## Yazılı alıştırma 1:
Aşağıdaki (a), (b) ve (c) ifadelerinin Arslanhane Camisi metniyle uyuşup uyuşmadığını evet ya da hayır diye belirtin ve her yanıtı metindeki belirleyici sözcükleri aynen alıntılayarak destekleyin. (a) Caminin kurucusu Ahi Şerefeddin, caminin karşısındaki türbede yatmaktadır. (b) Caminin bulunduğu alan 1999 yılında sit alanı ilan edilmiştir. (c) Mihrap, çini mozaik ve alçıdan yapılmıştır.
## Yazılı alıştırma 2:
Arslanhane Camisi metnini son cümlesinden sonra sürdürün.

Selçuklu dönemi yapısının düz bir tavanı, Selçuklu çinili mihrabı ve sıra dışı, çift sıra ahşap sütunları vardır. Caminin yapımında kullanılan taşların bir kısmı Roma ve Bizans dönemine ait kalıntılardan devşirilmiştir. Beyaz mermerden ana kapı ve kuzey doğuda yükselen minare, cephede ilgi uyandırmaktadır. Caminin kurucusu Ahi Şerefeddin, caminin karşısındaki Selçuklu türbesinde yatmaktadır. Cami adını, bu türbenin duvarına gömülü antik çağdan kalma aslan heykelinden alır.

 

Mihrap Selçuklular döneminden kalma en belirgin yapısal unsurlardan biridir. Sekizgen yıldız, üçgen, kare ve daire gibi Selçukluların sıkça kullandığı şekillerle çini mozaik ve alçıdan yapılmıştır. Minber, detaylı ve özenli geometrik süsleme tarzıyla caminin bir diğer önemli unsurudur.

 

Arslanhane Camisi, 1331, 1694, 1704 ve 1876'da ve ayrıca 20. yüzyılda onarım görmüştür. Caminin bulunduğu alan 1972 yılında sit alanı ilan edilmiştir. Cami ve çevresi 1999 yılında düzenlenmiştir.

 

Üstün Evrensel Değerin Gerekçesi

Anadolu'daki Türk-İslam mimarisinde ahşap sütunlu ve ahşap çatılı camiler özel bir yapı grubunu oluşturmaktadır. Ahşap, Türk mimarisinin tohumlarının atıldığı Orta Asya'da geleneksel bir yapı malzemesidir. Anadolu'daki ahşap sütunlu ve ahşap çatılı camiler, Orta Asya camisi özelliği taşımakta ve Anadolu yaşam biçiminin aktarılmasını simgelemektedir.

## Veri satırları:

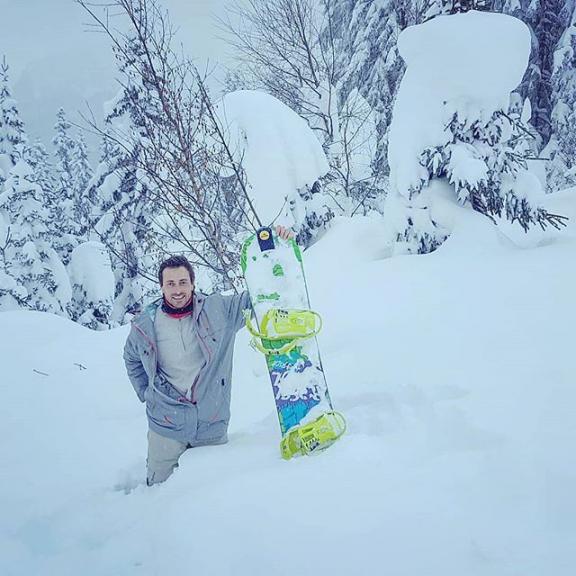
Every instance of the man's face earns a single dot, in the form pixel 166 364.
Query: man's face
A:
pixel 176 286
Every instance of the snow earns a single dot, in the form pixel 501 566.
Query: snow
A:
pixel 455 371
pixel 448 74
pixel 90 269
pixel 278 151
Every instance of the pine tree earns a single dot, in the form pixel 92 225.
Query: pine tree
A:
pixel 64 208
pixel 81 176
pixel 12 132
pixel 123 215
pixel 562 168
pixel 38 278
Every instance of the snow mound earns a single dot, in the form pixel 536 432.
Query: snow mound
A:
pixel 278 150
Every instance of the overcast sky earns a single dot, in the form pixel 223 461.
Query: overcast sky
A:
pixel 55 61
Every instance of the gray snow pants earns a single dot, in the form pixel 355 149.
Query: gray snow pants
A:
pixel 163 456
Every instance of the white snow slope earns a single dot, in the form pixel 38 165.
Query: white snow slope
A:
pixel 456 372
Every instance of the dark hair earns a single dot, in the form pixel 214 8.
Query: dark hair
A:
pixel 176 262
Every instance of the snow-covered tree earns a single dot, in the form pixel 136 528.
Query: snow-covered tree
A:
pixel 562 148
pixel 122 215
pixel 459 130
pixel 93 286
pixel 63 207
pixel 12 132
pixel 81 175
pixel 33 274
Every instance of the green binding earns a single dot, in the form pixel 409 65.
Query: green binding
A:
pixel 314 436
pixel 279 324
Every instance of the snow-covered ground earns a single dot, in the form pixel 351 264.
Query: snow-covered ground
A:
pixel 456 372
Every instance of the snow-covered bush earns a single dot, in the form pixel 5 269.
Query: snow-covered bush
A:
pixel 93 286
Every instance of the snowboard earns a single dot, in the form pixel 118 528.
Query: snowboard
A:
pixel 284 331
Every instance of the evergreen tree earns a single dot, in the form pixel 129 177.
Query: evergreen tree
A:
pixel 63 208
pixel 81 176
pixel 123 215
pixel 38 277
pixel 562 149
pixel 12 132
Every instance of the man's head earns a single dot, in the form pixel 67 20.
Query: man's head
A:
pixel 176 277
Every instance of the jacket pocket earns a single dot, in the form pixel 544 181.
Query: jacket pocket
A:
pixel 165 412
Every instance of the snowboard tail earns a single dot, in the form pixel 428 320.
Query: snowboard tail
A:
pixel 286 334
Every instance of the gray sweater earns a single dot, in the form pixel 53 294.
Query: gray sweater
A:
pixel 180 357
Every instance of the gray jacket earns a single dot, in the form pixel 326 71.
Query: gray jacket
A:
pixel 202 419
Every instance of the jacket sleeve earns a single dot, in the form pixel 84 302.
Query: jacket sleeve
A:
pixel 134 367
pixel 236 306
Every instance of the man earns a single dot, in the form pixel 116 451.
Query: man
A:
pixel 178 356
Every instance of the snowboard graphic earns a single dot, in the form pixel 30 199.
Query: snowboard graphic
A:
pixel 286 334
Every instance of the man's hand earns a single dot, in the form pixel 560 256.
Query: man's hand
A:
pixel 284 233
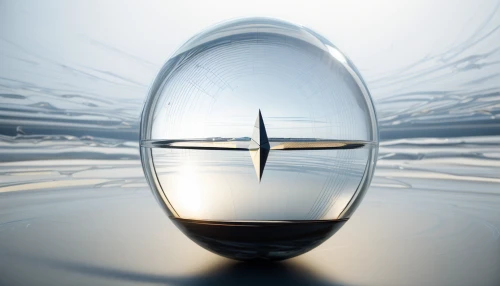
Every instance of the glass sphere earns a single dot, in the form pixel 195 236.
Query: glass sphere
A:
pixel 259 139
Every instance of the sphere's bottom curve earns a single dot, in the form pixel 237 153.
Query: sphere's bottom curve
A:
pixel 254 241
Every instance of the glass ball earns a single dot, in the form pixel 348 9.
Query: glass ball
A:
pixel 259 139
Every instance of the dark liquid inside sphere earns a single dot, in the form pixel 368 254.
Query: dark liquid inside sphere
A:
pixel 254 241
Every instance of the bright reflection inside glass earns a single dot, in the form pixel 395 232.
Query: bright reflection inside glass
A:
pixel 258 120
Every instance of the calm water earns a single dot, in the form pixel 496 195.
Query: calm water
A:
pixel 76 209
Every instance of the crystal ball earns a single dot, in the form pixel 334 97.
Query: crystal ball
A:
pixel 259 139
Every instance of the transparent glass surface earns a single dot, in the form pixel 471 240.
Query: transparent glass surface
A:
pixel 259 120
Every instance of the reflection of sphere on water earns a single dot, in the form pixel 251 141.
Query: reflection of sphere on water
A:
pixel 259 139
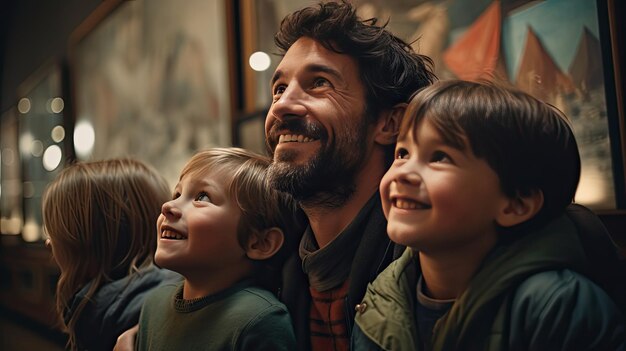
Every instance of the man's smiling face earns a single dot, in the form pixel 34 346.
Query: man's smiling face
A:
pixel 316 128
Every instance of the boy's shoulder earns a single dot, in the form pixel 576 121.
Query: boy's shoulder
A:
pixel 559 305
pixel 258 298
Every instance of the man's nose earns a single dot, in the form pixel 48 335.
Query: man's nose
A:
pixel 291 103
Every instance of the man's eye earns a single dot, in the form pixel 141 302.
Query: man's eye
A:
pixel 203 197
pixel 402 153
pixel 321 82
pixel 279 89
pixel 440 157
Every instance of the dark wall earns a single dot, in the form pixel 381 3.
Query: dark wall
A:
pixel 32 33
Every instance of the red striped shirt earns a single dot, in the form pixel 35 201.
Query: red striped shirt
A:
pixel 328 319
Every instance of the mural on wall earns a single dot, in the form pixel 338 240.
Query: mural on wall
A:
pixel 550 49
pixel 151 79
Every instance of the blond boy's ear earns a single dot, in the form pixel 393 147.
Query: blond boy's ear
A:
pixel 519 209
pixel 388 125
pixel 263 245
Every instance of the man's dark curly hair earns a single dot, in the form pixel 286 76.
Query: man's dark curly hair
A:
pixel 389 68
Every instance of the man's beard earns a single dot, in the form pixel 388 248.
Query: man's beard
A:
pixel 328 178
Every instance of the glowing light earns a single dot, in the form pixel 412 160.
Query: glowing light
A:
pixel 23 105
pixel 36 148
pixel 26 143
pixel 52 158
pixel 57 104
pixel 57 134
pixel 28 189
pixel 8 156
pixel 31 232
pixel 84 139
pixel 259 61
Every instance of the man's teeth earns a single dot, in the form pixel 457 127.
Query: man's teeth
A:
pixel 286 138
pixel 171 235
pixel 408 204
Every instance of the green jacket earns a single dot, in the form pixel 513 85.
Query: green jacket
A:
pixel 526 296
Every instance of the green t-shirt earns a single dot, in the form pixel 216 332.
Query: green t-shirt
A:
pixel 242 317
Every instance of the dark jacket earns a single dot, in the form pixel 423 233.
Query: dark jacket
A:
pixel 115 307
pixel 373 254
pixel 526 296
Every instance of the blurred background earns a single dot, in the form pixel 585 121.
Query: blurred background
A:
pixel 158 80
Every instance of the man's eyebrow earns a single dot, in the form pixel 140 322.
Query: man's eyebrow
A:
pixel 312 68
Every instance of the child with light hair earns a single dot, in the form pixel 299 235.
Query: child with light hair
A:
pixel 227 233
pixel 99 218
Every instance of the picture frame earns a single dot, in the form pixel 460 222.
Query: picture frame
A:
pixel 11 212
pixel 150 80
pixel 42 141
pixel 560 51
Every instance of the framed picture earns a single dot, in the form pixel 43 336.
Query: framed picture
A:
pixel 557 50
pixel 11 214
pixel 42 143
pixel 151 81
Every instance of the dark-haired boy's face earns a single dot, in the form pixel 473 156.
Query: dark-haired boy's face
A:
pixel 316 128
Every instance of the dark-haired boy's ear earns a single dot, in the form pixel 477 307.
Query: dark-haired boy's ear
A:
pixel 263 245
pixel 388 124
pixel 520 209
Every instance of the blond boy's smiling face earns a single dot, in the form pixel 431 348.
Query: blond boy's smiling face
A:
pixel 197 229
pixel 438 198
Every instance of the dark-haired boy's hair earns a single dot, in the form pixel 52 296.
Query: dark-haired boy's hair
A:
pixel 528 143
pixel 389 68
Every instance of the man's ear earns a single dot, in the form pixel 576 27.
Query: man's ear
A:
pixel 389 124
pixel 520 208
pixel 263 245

## Görev çıktısı 1:
(a) Evet: "Caminin kurucusu Ahi Şerefeddin, caminin karşısındaki Selçuklu türbesinde yatmaktadır."
(b) Hayır: "Caminin bulunduğu alan 1972 yılında sit alanı ilan edilmiştir."
(c) Evet: "Sekizgen yıldız, üçgen, kare ve daire gibi Selçukluların sıkça kullandığı şekillerle çini mozaik ve alçıdan yapılmıştır."

## Görev çıktısı 2:
 

Bu camilerin iç mekân ahşap yüzeyleri kalem işi denilen canlı ve renkli süslemelerle bezenmiştir. Bu teknik, ahşap yüzeye “kalem” adı verilen özel fırçalarla uygulanmaktadır. Figürleri boyamadan önce, küçük delikli kağıtlar üzerine figürlerin konturları çizilir. Sanatçılar, geometrik ve çiçekli süslemeler çizmek için kömür tozu kullanırlar. Bu camilerdeki ahşap yüzeyler üzerindeki süslemeler, döneminin en iyi ilk örneklerindendir. Bu süslemeler yüzyıllar geçmesine rağmen genel olarak iyi durumdadırlar. Camilerdeki süslemeler, yakut kırmızısından, siyah ve beyazın, çivit mavisi, mavi ve sarının yaygın kullanıldığı çeşitli renklere sahiptir.

 

Kriter (ii): Ahşap sütunlu ve ahşap çatılı camiler Anadolu Türk mimarisinde ender tiplerden ve bu strüktürel tekniğin zarif örneklerindendir. Türkler Anadolu'ya gelmeden önce Orta Asya'dan Hazar Denizi'ne, Türkistan bölgesinde ahşap sütunlu ve ahşap çatılı camiler inşa etmişler ve bu özel yapı tekniğini 11. yüzyılda Anadolu'ya getirmişlerdir.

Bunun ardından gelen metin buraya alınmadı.